--- Begin Supplied data ---

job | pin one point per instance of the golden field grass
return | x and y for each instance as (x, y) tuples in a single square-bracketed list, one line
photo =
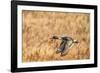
[(38, 27)]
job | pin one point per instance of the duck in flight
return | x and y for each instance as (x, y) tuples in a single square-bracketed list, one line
[(66, 43)]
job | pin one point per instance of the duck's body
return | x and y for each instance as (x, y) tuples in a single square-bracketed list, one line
[(66, 43)]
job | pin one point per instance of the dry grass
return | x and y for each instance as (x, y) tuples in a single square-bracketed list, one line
[(38, 27)]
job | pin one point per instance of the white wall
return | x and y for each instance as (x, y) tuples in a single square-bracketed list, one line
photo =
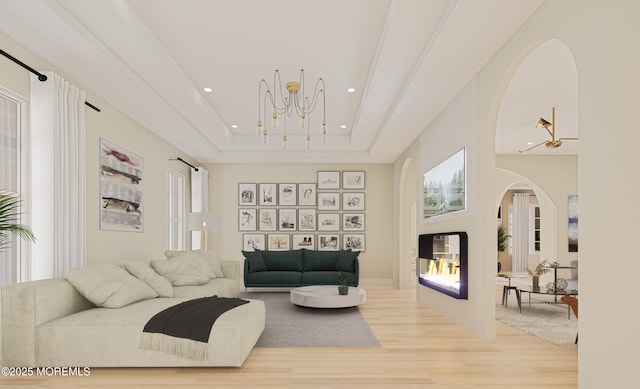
[(375, 263), (603, 39), (108, 246)]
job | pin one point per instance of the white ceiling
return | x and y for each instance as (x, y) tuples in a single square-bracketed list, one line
[(151, 59)]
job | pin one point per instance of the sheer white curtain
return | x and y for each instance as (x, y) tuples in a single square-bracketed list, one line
[(199, 199), (58, 176), (520, 235)]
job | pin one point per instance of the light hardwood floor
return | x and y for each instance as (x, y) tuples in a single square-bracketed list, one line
[(419, 349)]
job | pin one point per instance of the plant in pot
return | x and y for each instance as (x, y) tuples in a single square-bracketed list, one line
[(343, 289), (539, 270), (9, 220), (502, 243)]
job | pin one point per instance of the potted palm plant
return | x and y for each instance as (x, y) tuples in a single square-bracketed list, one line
[(9, 220), (343, 289), (502, 243)]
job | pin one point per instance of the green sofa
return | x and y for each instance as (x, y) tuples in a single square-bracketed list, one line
[(283, 269)]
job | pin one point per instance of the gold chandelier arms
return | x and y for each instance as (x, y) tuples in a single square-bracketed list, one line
[(282, 105)]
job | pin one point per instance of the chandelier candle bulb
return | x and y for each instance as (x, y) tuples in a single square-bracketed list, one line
[(286, 101)]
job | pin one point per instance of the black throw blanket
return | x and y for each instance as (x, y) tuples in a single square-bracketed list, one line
[(190, 322)]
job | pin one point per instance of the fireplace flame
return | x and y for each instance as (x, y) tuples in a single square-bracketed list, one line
[(442, 272)]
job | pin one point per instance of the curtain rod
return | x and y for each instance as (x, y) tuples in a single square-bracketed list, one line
[(41, 76), (185, 162)]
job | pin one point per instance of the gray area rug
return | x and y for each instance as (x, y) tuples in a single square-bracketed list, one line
[(288, 325), (548, 322)]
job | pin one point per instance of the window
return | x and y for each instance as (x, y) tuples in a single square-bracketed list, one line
[(534, 229), (174, 210), (14, 258)]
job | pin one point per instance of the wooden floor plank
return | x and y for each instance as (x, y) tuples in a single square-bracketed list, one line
[(419, 349)]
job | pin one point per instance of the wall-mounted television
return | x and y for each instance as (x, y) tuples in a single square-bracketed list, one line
[(445, 186)]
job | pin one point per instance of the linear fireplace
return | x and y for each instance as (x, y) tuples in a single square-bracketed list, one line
[(442, 263)]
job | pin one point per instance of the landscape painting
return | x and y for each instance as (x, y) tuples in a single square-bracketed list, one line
[(444, 186)]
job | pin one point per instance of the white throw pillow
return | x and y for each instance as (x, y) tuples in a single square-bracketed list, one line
[(142, 271), (109, 286), (181, 272), (207, 261)]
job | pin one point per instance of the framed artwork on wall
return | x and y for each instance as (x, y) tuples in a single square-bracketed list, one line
[(287, 219), (246, 194), (278, 242), (252, 242), (267, 219), (267, 194), (328, 222), (303, 241), (247, 219), (307, 219), (328, 242), (121, 189), (353, 222), (329, 180), (307, 194), (353, 180), (287, 194), (328, 201), (353, 242), (353, 201)]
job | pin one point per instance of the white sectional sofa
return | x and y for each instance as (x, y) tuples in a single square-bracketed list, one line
[(50, 323)]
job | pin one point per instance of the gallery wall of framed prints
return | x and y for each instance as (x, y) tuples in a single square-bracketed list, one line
[(326, 215)]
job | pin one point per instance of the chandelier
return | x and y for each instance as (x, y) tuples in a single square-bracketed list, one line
[(284, 104)]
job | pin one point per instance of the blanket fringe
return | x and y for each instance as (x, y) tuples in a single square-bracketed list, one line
[(181, 347)]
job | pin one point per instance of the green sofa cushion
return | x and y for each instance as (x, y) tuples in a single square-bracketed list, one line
[(347, 260), (255, 260), (279, 279), (320, 260), (283, 260)]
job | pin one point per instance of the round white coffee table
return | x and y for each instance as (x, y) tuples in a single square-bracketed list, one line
[(326, 296)]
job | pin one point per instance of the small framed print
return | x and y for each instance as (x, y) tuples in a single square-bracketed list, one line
[(267, 194), (247, 219), (287, 194), (267, 220), (303, 241), (353, 221), (353, 242), (246, 194), (307, 194), (278, 242), (328, 242), (352, 180), (306, 219), (287, 219), (328, 201), (253, 242), (328, 180), (328, 222), (353, 201)]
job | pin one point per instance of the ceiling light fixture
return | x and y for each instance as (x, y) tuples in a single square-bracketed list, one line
[(284, 105), (553, 143)]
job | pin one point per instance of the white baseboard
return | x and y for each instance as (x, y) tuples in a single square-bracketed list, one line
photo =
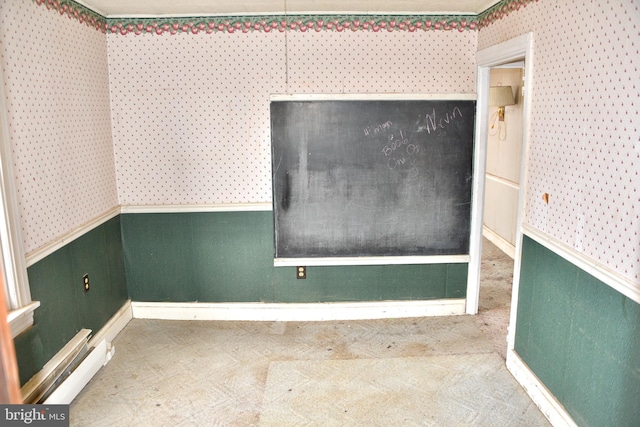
[(297, 312), (101, 353), (73, 385), (502, 244), (541, 396)]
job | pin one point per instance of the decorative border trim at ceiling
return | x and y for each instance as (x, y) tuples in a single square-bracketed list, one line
[(500, 10), (281, 23), (76, 11)]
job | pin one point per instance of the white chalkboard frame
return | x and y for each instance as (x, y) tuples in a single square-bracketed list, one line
[(371, 260)]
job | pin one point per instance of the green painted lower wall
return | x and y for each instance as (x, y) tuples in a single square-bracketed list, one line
[(228, 257), (56, 281), (580, 337)]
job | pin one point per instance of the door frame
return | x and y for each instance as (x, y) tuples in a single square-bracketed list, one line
[(516, 49)]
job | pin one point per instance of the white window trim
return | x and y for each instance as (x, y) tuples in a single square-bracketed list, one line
[(20, 307)]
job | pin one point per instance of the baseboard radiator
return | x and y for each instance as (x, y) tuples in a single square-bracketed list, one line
[(64, 376)]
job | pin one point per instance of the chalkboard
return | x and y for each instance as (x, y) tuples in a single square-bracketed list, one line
[(371, 178)]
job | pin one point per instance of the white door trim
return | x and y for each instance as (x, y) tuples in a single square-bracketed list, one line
[(516, 49)]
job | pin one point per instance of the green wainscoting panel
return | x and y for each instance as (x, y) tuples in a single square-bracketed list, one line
[(56, 281), (580, 337), (228, 257)]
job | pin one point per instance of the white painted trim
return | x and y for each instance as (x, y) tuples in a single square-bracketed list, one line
[(502, 244), (610, 277), (74, 383), (372, 96), (216, 207), (373, 260), (509, 51), (296, 312), (503, 53), (14, 268), (50, 248), (541, 396)]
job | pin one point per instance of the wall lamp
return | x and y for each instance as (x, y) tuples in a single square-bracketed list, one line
[(499, 96)]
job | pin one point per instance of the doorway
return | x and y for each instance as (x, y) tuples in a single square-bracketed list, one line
[(514, 50)]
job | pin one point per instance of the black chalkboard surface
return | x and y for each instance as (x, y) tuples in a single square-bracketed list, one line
[(371, 178)]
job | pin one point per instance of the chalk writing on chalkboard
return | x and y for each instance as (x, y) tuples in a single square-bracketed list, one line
[(371, 178)]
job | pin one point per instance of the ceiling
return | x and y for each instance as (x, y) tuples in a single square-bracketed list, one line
[(152, 8)]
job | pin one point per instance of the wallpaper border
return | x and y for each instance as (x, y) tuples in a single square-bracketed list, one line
[(282, 23)]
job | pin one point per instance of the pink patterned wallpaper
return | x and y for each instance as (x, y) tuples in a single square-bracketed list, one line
[(585, 126), (191, 111), (57, 98), (187, 119)]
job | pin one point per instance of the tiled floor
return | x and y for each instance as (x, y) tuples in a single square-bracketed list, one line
[(436, 371)]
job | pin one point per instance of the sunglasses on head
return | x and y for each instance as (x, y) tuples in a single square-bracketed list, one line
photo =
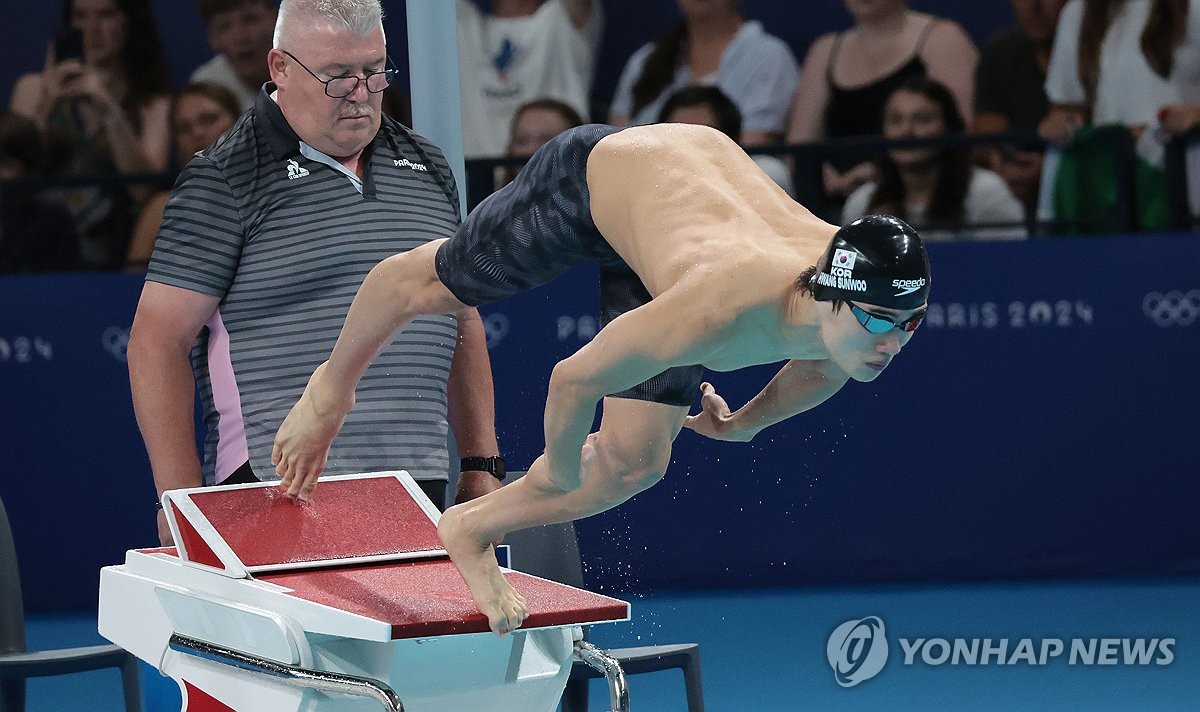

--- End Supplied data ---

Direction.
Copy out the part of the rows that opens with the line containing "job | pin one point per instance of the black throw" and closes with the line containing "[(442, 263)]", with the requests included. In that part, shift every x and y coordinate in the answers by -100.

Result.
job | pin one point per instance of the black throw blanket
return | x and y for each instance as (x, y) tuples in a single square-bracketed list, one line
[(90, 222)]
job | pin one point per instance of the fireplace flame
return | x and y for each instance as (x, y) tuples in a single square-bracketed list, one line
[(342, 172)]
job | pin one point per instance of the curtain rod
return | x and y for each instance as (x, y) tuples in a single square-bracketed list, one line
[(-59, -24), (85, 62)]
job | pin one point per instance of the gray area rug
return | x and y for each instance as (x, y) tuples in a single square-bracketed list, one line
[(188, 225), (448, 222)]
job | pin one point per instance of the window
return | x and y for each instance as (x, y) tuples in a single square-bracketed list, one line
[(434, 129), (74, 110), (-86, 158)]
job | pin one point per instance of the wooden floor plank
return | x and y for each instance as (x, y) tuples in a single square-bracketed list, one line
[(319, 249)]
job | pin one point per instance of the wall-mounted television
return | x and y for each instance as (x, y) tuples in a single square-bracketed list, one line
[(345, 86)]
job | pin one point per instance of the linear fireplace
return | x and y for each instance as (x, y) tuples in a single square-bracketed list, one line
[(342, 163)]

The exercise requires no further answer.